### Exercise:
Rescale the lines below, beginning at the line that has "Question: What region does the overcast" and stopping after the last line. Rewrite each of those lines in full, with every bounding-box coordinate multiplied by 0.45 and rounded to a whole number, halves rounded up.

### Exercise inputs:

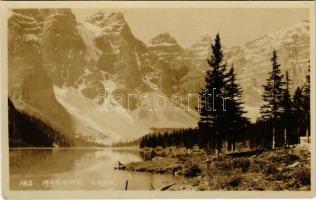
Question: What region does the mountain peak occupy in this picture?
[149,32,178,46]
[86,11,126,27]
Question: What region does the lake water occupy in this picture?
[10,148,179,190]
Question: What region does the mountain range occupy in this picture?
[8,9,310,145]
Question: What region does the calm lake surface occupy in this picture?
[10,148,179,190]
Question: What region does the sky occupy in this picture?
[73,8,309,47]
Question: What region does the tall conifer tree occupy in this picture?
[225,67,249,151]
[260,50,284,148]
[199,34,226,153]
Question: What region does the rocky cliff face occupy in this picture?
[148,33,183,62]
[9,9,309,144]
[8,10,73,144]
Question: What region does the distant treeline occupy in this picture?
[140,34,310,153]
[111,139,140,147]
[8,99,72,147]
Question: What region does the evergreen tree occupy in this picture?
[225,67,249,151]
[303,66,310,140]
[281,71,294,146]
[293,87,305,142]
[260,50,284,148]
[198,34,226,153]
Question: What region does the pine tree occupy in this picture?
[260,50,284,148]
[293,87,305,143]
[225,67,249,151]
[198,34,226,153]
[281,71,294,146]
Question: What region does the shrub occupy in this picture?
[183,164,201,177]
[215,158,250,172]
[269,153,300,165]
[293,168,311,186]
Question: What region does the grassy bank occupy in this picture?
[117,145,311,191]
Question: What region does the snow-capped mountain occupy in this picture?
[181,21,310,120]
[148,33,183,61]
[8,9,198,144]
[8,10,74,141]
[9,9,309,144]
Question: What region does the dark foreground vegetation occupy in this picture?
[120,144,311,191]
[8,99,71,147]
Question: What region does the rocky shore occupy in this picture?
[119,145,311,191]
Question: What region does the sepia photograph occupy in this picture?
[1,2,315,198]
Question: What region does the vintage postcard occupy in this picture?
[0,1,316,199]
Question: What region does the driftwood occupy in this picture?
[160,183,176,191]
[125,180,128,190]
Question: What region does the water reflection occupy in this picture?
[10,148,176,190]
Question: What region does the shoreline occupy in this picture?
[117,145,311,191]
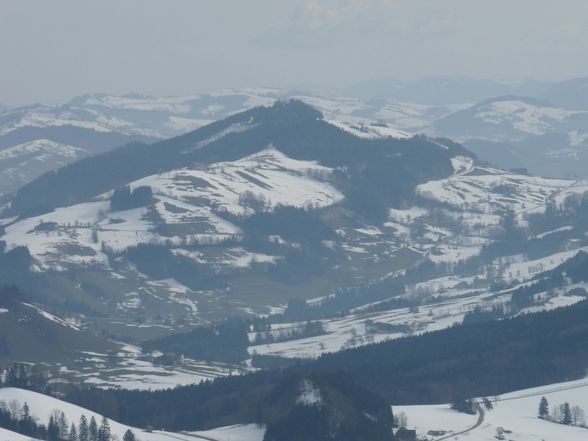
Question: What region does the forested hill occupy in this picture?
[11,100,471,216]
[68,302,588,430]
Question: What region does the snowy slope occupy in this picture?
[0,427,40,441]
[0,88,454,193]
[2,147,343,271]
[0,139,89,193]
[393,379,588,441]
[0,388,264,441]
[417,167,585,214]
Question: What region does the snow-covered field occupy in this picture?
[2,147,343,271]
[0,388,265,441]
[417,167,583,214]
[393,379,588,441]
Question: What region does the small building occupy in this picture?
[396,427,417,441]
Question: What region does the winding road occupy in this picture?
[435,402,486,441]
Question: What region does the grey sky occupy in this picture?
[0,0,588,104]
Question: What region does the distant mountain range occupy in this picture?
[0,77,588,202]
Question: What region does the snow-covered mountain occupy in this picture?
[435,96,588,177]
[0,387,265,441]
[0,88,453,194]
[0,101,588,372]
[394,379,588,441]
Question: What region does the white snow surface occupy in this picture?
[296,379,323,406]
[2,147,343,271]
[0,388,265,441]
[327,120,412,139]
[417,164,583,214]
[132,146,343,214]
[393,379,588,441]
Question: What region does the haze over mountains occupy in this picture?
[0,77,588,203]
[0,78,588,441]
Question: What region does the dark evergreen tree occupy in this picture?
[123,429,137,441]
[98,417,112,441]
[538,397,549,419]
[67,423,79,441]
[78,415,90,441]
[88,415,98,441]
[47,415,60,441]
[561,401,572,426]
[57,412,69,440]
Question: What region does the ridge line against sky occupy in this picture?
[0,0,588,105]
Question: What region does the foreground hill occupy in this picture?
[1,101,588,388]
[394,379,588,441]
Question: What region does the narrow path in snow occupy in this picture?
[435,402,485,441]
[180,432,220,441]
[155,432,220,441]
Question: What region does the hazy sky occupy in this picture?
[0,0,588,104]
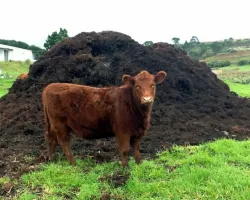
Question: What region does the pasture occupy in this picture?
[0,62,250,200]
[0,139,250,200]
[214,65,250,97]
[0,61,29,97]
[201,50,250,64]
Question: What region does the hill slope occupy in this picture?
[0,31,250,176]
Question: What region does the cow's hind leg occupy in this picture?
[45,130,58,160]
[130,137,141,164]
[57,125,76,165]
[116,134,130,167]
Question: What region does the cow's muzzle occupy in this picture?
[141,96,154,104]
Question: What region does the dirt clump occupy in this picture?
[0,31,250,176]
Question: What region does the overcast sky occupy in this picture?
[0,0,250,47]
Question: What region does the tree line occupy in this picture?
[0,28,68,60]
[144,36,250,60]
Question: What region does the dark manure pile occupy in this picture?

### Written answer:
Question: What region does the overcast sky occupy in this picture?
[0,0,113,21]
Question: What region does the tree line occupy in this picture?
[0,13,31,27]
[65,16,113,27]
Question: What region does the dark manure pile occupy in this picture?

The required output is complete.